# ASSIGNED TASK
Return a copy of every line in the data below that contains "with".

Image point grounding data:
--- START ---

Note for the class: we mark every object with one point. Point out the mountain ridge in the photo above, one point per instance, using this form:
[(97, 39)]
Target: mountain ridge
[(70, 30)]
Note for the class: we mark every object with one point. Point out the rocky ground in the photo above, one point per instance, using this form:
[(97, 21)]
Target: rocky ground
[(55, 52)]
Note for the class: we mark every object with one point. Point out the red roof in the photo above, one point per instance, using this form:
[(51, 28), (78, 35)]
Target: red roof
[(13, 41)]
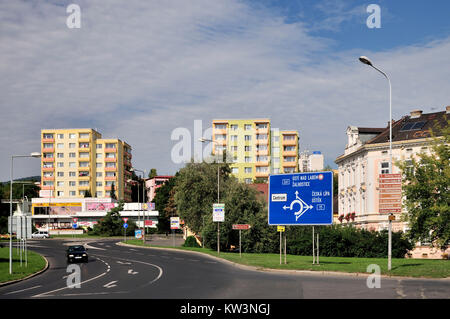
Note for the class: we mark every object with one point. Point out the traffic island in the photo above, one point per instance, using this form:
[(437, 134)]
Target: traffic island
[(36, 264)]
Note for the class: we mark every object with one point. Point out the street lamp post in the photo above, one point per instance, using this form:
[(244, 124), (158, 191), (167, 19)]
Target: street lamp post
[(367, 61), (203, 140), (35, 155), (143, 197)]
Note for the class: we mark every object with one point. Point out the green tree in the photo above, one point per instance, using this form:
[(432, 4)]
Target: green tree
[(196, 191), (152, 173), (426, 188)]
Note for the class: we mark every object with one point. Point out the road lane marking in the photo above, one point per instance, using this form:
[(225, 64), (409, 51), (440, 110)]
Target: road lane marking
[(141, 262), (47, 294), (17, 291), (110, 284)]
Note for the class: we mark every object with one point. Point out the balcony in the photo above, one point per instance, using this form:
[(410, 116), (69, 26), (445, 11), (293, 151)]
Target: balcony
[(222, 131), (289, 153), (262, 152), (289, 164), (262, 174), (292, 142), (263, 130)]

--- END ---

# RESPONSE AREA
Note for the class: we mark every object with one point. Point out the mountain ridge in the photo above, one point per instance, using this form:
Note for the class: we mark every object with one point. Point out the rocky ground in the photo above, one point per instance, using this form:
Note for the class: we mark every object with one point. Point out the red roof in the photo above, one point per instance, using this form:
Note for the class: we mark every object with one point. Point out the traffic island in the photo above, one point per instance, using this form:
Note for the class: we mark every object with one point. Point out the street lamp post in the photo above, one point per instance, using this form:
Note for the class: we mark every object with one point. Point out the green tree in the photo above, one point per instance, using this form:
Note for the class: we mark every object with one point. Point out the road lane marking in the photo above, one point per instance, using this form:
Note for the class: we mark every object with one point. Point out the balcony in the photo above, one point per instance, using this form:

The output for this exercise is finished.